▸ Passage provided
# Class 4 mot station in Hampshire?



## tramp (May 25, 2005)

hi all
anybody know of a class 4 testing station in hampshire mainly southampton area that has the capacity for 4ton phgv tests on a single rear axel?

recommendations prefered, or has anyone used their local vosa site ?

tramp


----------



## ingram (May 12, 2005)

Not exactly 'Southampton' but I travel to Atkins Transport near Guildford, and make a day out of it. They can accommodate large vehicles: are friendly, interested and helpful. I have used them for the last three MOT's after having failed to find anywhere suitable within a reasonable distance of Basingstoke. I had previously used them for 'classic' bus MOT's so knew they were good. There is a huge layby / service road outside their premises where I stop for lunch before the MOT.

If you are prepared to travel that far, and have a day out, I'll find the contact details for you.

Harvey


----------



## gaspode (May 9, 2005)

Hi Russell

Not near Southampton but if you want to travel up to Farnham, my MOT man could probably do it for you. Get in touch if you need details.


----------



## CliveMott (Mar 10, 2008)

L&M Autos in Basingstoke do mine, well equipped.

C.


----------



## ingram (May 12, 2005)

CliveMott said:


> L&M Autos in Basingstoke do mine, well equipped.
> 
> C.


Been there: never again!

Harvey


----------



## BJT (Oct 31, 2008)

Adams-Morey, Millbrook advertise MOT's etc for motorhomes. They are right by the flyover on the A35 at Totton end of Millbrook.


----------



## Hintonwood (Mar 21, 2008)

Used Atkins for MOT on our Eura Mobil Integra 810 today.

They easily accommodated the 4.8m wheelbase and 8.2m overall length.

Very friendly and knowledgeable and free coffee to boot!

Thanks for the recommendations by others and I will be using them every year. :lol:


----------



## 108777 (Dec 17, 2007)

Hi, we got the van serviced and MOT'd at Motomex in Havant Tel: 02392470224 we also had a habitation service at the place next door - Mitchell & James Caravans Ltd. They work together and passed the van over between them. Very friendly service from both. Post code for the GPS - PO9 1JT
Not that close to Southampton but maybe of use to others in the area

Mike


----------



## wilse (Aug 10, 2007)

▸ Data rows
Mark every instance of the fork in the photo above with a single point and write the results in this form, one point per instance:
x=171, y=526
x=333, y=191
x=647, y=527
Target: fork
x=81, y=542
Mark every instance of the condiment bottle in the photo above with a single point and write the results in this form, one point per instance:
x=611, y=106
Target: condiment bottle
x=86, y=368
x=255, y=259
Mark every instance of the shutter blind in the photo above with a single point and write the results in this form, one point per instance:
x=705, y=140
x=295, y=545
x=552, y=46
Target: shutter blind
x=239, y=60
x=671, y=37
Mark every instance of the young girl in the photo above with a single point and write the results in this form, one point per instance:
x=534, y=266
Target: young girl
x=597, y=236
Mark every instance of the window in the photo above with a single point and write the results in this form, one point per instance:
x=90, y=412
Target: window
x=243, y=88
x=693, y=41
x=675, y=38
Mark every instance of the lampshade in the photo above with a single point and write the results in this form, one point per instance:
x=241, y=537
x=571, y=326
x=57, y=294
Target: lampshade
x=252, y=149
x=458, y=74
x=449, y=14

▸ Objectives
1. In two sentences, what does the forum thread on MOT stations in Hampshire say?
2. Do these statements agree with the forum thread on MOT stations in Hampshire? For each, answer yes or no and quote the deciding words.
(a) Harvey had not found a suitable MOT station reasonably close to Basingstoke.
(b) Atkins charged for the coffee it served during the MOT on the Eura Mobil Integra 810.
(c) Motomex in Havant carried out the habitation service itself.

▸ Response list
1. A poster asks for a class 4 MOT testing station in the Southampton area of Hampshire that can handle 4-ton PHGV tests on a single rear axle. Replies recommend Atkins Transport near Guildford, which one member uses because it can accommodate large vehicles and another praises after an MOT on an 8.2m motorhome, and they also suggest places in Farnham, Basingstoke, Millbrook and Havant.

2.
(a) Yes: "after having failed to find anywhere suitable within a reasonable distance of Basingstoke"
(b) No: "free coffee to boot!"
(c) No: "we also had a habitation service at the place next door - Mitchell & James Caravans Ltd."